**Page excerpt**

######

Think you know Fiji? Many travellers return again and again to Fiji’s 330 idyllic islands, but few venture further than the infinity pool and resort confines. Those, however, that veer off the well-worn tourist trail are rewarded with rich encounters with warm, friendly locals, rides down gushing waterfalls, and snorkelling on some of the world’s most pristine reefs.
Beyond the main resort-rich island of Fiji’s Viti Levu lies a string of remote, pristine and little-explored islands, atolls and islets. From the little-known islands of the north, to the country’s south – home to the beaches of the Coral Coast – lays the real Fiji. You just need to get out and find it.
Empty Beaches and Emerald Waters
To the north of the famous Mamanuca Island group, long favoured by Australians for its string of tropical resorts, are the remote and pristine Yasawa Islands. Here lie some 20 volcanic islands, which tumble down to white-sand beaches lapped by water the colour of emeralds.
The unspoiled islands which make up the archipelago are dotted with resorts, ranging from high-end to backpacker-friendly stays. These include the Sacred Islands, where Fiji’s ancestors are believed to have first set foot, Nanuya Levu, where they filmed the 1980 movie Blue Lagoon, as well as Naviti and Drawaqa Island.
Yasawa, the largest and farthest-flung island in the group, is home to the exclusive Yasawa Island Resort & Spa. Hidden among the palms on a stretch of pristine beach, facing west towards the setting sun, the luxurious 18-bure resort is located on one of the most remote and untouched isles of Fiji.

######

**Data shown**
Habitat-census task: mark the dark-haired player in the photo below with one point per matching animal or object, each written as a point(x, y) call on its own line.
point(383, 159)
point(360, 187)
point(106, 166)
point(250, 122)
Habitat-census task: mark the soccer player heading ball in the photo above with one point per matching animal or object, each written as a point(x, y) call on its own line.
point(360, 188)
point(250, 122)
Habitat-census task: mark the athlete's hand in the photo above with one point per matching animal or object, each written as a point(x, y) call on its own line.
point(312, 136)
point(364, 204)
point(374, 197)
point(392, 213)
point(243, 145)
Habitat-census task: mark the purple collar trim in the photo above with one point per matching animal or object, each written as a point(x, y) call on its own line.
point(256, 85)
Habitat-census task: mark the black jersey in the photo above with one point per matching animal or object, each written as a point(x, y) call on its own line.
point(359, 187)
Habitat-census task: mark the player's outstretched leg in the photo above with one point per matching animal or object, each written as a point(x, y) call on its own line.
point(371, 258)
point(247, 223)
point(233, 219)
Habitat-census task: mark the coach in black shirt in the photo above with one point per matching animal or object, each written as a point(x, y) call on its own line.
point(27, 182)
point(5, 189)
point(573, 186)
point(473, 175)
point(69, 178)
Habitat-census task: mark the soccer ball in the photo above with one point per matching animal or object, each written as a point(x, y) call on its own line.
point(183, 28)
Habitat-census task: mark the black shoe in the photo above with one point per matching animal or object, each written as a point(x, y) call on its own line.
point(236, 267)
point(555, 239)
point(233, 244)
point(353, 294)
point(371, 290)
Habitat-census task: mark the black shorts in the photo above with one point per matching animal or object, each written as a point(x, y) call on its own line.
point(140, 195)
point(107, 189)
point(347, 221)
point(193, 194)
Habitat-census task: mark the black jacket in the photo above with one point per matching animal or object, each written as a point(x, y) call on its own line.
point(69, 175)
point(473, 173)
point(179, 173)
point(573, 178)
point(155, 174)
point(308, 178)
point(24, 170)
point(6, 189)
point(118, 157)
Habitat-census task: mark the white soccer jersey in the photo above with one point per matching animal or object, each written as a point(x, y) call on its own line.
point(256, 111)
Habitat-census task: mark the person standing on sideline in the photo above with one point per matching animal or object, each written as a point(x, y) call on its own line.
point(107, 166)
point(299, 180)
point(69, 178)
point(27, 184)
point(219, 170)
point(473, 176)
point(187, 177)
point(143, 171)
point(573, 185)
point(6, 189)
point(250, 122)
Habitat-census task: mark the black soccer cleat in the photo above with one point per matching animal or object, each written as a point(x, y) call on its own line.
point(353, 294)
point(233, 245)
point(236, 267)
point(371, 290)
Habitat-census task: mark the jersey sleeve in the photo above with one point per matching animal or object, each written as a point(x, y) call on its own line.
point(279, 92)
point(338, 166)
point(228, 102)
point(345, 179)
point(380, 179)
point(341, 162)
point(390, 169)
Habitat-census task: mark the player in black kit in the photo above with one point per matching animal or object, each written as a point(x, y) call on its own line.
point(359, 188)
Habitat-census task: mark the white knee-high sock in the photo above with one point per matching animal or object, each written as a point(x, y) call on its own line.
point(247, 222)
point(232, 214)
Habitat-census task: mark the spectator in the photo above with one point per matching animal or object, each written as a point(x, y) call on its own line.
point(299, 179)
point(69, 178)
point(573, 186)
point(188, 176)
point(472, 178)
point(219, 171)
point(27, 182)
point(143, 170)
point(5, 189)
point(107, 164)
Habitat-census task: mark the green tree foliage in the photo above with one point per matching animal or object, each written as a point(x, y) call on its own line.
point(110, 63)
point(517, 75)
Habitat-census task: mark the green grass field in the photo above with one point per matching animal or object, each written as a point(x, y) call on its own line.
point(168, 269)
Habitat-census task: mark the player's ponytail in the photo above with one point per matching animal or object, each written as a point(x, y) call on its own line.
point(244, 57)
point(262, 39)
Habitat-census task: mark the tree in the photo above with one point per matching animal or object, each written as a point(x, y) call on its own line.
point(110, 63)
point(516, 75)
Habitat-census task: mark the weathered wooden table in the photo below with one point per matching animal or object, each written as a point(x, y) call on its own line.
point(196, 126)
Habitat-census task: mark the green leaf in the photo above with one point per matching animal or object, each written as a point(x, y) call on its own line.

######

**What you should do**
Reproduce the Fiji travel text word for word, from "Yasawa, the largest" to "isles of Fiji.".

**Expected answer**
Yasawa, the largest and farthest-flung island in the group, is home to the exclusive Yasawa Island Resort & Spa. Hidden among the palms on a stretch of pristine beach, facing west towards the setting sun, the luxurious 18-bure resort is located on one of the most remote and untouched isles of Fiji.